### To be done
Reproduce the entries below in full, word for word.

### Records supplied

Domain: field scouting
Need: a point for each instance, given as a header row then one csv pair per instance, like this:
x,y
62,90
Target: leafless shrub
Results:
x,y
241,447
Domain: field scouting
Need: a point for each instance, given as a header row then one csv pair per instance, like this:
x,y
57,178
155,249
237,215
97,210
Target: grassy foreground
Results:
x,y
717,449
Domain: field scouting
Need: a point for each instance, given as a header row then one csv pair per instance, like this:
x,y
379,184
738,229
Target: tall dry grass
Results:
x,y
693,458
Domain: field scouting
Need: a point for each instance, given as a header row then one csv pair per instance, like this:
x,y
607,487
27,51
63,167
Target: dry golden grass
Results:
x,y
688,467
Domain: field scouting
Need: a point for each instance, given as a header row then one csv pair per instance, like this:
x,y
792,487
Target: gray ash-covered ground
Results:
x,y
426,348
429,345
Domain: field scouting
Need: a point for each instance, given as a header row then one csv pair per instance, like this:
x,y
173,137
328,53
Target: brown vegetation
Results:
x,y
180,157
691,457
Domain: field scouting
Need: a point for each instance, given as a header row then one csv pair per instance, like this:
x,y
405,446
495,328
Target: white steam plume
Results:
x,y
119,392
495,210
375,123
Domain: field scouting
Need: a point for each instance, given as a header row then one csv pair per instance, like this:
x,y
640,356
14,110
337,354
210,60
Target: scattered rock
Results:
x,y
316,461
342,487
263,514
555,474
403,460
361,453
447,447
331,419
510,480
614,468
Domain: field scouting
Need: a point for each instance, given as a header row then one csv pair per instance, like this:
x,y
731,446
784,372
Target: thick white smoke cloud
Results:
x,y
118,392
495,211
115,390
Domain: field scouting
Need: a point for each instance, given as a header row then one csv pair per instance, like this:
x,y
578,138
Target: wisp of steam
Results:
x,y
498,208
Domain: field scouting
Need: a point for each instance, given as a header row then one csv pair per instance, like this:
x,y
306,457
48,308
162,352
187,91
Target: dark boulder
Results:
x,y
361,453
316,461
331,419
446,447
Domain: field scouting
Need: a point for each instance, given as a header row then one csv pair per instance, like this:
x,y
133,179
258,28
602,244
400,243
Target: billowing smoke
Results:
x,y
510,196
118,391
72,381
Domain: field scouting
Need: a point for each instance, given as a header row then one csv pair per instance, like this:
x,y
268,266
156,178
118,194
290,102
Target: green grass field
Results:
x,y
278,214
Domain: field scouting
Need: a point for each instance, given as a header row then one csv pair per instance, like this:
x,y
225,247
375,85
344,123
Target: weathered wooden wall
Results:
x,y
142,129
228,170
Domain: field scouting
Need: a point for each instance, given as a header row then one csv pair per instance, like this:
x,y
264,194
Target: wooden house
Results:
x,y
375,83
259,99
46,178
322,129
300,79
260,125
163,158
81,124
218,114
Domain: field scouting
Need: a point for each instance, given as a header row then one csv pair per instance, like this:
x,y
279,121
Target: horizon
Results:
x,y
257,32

### Finished task
Domain: field scouting
Need: a point for each instance, given as a header row then one csv pair per instance, like this:
x,y
62,90
Target: leafless shrub
Results:
x,y
241,447
Domain: field scouting
Need: a point for each instance, given as a header row then one csv pair per instance, like this:
x,y
57,178
155,249
237,215
97,210
Target: grassy foreground
Results:
x,y
717,449
Domain: field scouting
Need: a point for each instance, given as a header row then one csv pair per instance, like this:
x,y
379,184
738,229
Target: tall dry grass
Results:
x,y
693,458
Domain: field scouting
Need: a point for each instance, given as a header row then one csv pair per instance, like this:
x,y
607,487
27,51
63,167
Target: dry golden grass
Results:
x,y
688,467
Domain: field scouting
Need: a point for each instance, given as a header row then one csv pair per instance, like this:
x,y
792,487
Target: gray ash-covered ground
Results:
x,y
426,348
429,345
Domain: field scouting
Need: a point for each instance, given as a header row then one csv pair per instance, like this:
x,y
173,137
328,53
Target: brown vegetation
Results:
x,y
180,157
691,457
Domain: field scouting
Need: a point for each instance, given as a header row then one csv pair per instance, like this:
x,y
405,446
495,328
Target: white steam plume
Results:
x,y
119,392
495,210
375,123
Domain: field scouting
Need: a point for each instance, given as a header row then one csv pair per instance, like this:
x,y
640,356
14,110
337,354
210,60
Target: scattered rock
Results:
x,y
316,461
342,487
263,514
555,474
403,460
361,453
447,447
331,419
510,480
614,468
Domain: field scouting
Need: a point for each instance, given as a header row then one csv pair per instance, like this:
x,y
731,446
784,372
Target: thick white smoke cloud
Results:
x,y
118,392
495,211
115,390
Domain: field scouting
Need: a point for each instance, given as a header row then one csv pair per instance, like this:
x,y
578,138
Target: wisp of steam
Results:
x,y
498,208
Domain: field scouting
Need: a point for each instance, given as a header row then one csv pair per instance, like this:
x,y
306,457
48,308
162,352
187,91
Target: dark boulder
Results:
x,y
361,453
316,461
331,419
446,447
Domain: field scouting
Need: a point for each instance, given as a header row then one csv pair per instance, like this:
x,y
133,179
258,28
602,244
400,243
Target: billowing smoke
Results:
x,y
510,196
118,391
72,381
Domain: field scouting
Need: a point for each instance, given as a header row then one csv pair per instance, like this:
x,y
268,266
156,178
118,194
290,102
Target: green grass field
Results:
x,y
278,214
Domain: field scouting
Need: a point for each instance, given as a header row then one csv pair per instance, like this:
x,y
225,247
375,85
344,123
Target: weathered wooden wall
Results:
x,y
142,129
228,170
Domain: field scouting
Need: a point for each instance, given as a header row then one csv pair per instance, like this:
x,y
264,194
Target: wooden house
Results:
x,y
375,83
259,99
46,178
322,129
300,79
260,125
163,158
81,124
218,114
Domain: field scouting
Need: a point for each instance, given as a header row then one csv pair per instance, like this:
x,y
279,121
Target: horizon
Results:
x,y
257,32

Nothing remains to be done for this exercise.